### WORK ITEM
Working from the records below, repeat exactly the lines starting at the line that contains "the stethoscope, imagine" and ending at the line that contains "[(2, 22), (129, 112), (116, 53), (25, 84)]", inclusive.

### SOURCE MATERIAL
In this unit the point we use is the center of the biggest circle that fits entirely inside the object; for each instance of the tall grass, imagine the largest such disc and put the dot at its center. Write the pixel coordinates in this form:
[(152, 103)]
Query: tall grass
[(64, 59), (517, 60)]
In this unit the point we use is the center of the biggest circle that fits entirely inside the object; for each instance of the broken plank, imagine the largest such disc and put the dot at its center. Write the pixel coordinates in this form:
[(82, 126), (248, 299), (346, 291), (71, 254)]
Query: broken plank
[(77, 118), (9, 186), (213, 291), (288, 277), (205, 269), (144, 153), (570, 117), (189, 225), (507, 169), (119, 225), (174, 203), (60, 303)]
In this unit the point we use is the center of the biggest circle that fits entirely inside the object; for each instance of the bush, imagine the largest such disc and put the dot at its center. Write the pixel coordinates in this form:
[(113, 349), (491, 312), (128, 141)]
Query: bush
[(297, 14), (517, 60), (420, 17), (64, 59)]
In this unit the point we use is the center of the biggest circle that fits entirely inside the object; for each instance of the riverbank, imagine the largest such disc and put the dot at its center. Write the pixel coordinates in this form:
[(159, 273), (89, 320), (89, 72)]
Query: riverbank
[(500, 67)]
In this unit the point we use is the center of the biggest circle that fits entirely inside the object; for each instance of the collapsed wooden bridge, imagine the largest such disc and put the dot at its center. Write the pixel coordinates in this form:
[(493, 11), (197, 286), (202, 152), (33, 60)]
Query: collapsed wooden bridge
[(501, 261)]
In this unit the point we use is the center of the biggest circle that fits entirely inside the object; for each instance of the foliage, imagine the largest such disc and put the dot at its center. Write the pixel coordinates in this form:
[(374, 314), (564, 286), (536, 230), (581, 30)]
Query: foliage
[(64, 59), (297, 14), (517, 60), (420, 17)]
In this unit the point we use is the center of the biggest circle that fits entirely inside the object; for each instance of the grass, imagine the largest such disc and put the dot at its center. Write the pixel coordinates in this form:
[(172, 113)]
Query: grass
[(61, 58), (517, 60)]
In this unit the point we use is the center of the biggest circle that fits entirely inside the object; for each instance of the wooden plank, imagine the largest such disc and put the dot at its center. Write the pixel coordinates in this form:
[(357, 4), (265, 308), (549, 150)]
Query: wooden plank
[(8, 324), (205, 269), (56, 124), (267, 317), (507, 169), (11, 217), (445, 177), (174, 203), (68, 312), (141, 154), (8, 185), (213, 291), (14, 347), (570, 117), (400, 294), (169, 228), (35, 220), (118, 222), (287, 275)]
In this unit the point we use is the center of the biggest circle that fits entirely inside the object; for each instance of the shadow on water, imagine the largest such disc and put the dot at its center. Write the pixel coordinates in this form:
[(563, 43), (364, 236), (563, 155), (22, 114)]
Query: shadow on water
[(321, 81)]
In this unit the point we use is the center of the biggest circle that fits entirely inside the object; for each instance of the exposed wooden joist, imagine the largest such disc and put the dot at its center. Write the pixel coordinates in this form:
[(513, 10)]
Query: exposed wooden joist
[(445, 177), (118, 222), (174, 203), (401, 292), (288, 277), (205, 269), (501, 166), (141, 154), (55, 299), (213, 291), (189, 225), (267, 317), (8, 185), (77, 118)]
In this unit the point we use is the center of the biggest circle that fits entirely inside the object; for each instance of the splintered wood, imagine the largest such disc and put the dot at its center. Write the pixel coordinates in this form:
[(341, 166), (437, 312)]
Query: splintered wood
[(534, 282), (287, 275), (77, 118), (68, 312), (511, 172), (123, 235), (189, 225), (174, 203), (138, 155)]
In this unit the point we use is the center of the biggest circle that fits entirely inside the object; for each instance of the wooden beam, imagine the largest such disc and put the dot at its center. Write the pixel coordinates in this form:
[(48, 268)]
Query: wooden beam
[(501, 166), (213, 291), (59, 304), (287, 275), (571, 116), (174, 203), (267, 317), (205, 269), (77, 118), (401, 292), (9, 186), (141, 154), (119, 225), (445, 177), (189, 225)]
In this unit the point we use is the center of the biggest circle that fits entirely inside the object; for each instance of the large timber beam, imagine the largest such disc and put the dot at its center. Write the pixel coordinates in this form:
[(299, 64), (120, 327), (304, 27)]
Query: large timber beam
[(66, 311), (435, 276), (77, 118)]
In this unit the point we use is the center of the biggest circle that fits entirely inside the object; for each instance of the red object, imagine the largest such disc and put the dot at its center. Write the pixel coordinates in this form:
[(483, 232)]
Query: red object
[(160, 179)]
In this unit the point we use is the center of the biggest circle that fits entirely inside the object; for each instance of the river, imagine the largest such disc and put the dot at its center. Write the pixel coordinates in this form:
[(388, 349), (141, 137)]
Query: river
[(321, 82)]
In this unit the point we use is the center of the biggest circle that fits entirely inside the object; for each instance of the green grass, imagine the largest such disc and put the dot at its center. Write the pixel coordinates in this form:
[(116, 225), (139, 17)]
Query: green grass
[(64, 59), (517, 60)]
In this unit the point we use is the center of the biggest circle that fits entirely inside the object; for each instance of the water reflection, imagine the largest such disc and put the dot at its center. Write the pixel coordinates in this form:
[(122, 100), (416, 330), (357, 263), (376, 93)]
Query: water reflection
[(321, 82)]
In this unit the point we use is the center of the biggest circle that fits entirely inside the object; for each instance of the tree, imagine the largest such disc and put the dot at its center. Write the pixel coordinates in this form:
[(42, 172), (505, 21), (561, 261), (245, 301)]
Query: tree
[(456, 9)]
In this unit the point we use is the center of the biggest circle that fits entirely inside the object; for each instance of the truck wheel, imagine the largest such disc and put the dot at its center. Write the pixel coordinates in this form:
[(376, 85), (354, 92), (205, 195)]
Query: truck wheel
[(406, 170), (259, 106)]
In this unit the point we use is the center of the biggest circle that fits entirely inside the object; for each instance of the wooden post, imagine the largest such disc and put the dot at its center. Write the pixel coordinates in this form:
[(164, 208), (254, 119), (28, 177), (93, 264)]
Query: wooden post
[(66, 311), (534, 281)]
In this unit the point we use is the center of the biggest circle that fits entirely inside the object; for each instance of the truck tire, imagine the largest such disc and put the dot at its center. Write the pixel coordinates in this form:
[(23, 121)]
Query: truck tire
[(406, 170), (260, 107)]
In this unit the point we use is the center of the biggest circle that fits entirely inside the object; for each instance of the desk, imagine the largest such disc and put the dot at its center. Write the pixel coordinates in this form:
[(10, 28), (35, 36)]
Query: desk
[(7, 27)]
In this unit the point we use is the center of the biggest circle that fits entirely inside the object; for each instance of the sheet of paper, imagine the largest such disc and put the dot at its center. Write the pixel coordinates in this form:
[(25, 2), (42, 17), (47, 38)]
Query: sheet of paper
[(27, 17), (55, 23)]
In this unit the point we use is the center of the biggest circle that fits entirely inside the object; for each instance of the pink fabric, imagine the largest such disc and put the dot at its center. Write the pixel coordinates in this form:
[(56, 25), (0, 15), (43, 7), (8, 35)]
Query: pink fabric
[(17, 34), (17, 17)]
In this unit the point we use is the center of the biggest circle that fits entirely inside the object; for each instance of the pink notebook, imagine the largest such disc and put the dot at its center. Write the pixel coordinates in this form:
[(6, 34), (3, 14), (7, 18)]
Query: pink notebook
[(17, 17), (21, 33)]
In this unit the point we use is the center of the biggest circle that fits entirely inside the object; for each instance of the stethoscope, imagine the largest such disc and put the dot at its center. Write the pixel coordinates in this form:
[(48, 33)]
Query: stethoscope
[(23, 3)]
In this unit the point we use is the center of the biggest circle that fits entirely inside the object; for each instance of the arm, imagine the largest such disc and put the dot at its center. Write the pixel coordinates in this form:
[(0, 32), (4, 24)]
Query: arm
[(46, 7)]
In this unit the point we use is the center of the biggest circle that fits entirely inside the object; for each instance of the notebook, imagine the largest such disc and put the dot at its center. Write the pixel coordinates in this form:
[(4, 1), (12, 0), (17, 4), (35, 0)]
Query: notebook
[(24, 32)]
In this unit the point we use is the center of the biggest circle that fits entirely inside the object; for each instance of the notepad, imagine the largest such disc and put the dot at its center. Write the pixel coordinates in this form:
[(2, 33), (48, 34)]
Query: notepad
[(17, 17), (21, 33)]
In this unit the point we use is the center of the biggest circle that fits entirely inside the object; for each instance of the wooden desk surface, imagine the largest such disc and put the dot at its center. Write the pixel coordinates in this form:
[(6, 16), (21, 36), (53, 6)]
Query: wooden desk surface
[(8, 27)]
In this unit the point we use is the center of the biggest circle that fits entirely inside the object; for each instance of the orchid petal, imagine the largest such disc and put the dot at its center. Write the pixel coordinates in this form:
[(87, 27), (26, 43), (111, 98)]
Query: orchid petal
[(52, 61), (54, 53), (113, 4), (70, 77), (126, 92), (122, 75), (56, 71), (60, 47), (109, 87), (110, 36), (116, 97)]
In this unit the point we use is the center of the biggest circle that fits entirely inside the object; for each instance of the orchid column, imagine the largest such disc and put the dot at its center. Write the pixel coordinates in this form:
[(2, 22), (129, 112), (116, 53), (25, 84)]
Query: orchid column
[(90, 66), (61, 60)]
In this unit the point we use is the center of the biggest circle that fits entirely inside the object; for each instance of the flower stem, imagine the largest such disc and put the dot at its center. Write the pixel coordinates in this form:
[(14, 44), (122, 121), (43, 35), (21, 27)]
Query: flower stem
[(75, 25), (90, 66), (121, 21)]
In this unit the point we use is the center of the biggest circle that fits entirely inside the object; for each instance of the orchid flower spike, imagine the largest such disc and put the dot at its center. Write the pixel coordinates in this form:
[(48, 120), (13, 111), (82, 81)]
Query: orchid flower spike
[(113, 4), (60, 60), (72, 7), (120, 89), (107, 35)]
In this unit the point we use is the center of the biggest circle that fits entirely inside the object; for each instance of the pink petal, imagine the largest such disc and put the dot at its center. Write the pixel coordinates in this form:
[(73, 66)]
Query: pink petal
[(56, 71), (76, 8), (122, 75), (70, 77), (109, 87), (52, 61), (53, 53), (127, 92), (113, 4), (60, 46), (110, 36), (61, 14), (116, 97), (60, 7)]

### WRITTEN ANSWER
In this unit the point we use is the center of the biggest circle that fits entirely inside the object; for each instance of the stethoscope, imagine the largest such disc and put the dot at its center. Write the pixel coordinates in this form:
[(48, 33)]
Query: stethoscope
[(23, 3)]
In this unit the point we use is the center of the biggest circle that fits entirely inside the object; for each instance of the arm, imagine the largest such disc and put the dot at its center. Write the pixel coordinates in this form:
[(0, 32), (4, 24)]
Query: arm
[(46, 7)]
In this unit the point we use is the center of the biggest circle that fits entirely inside the object; for each instance of the notebook, imagine the largest such disc and put the dot at its center. Write the pixel coordinates in this form:
[(4, 1), (12, 0), (17, 4), (35, 0)]
Query: notebook
[(24, 32)]
In this unit the point we use is the center of the biggest circle that fits entirely inside the object; for each instance of the notepad, imagine the largest such disc and put the dot at its center. Write the pixel coordinates in this form:
[(2, 33), (48, 34)]
Query: notepad
[(17, 17), (21, 33)]
In this unit the point we use is the center of the biggest circle that fits entirely inside the object; for each instance of the wooden desk surface, imagine the largest such disc and put the dot at its center. Write the pixel coordinates in this form:
[(6, 16), (21, 36), (53, 6)]
Query: wooden desk surface
[(8, 27)]
In this unit the point we use is the center of the biggest circle that fits entirely inside the object; for each instance of the orchid petal, imagine the largest such disc and put the dot at its center. Write the pixel coordinates in this form:
[(87, 27), (26, 43), (111, 98)]
Query: orchid petal
[(52, 61), (54, 53), (113, 4), (70, 77), (126, 92), (122, 75), (56, 71), (60, 47), (109, 87), (110, 36), (116, 97)]
In this unit the point we use is the center of the biggest circle that fits entirely inside the object; for each instance of the orchid column, imagine the largest such disc and put the dot at its center. Write the pixel coordinates in this form:
[(2, 22), (129, 112), (116, 53), (25, 84)]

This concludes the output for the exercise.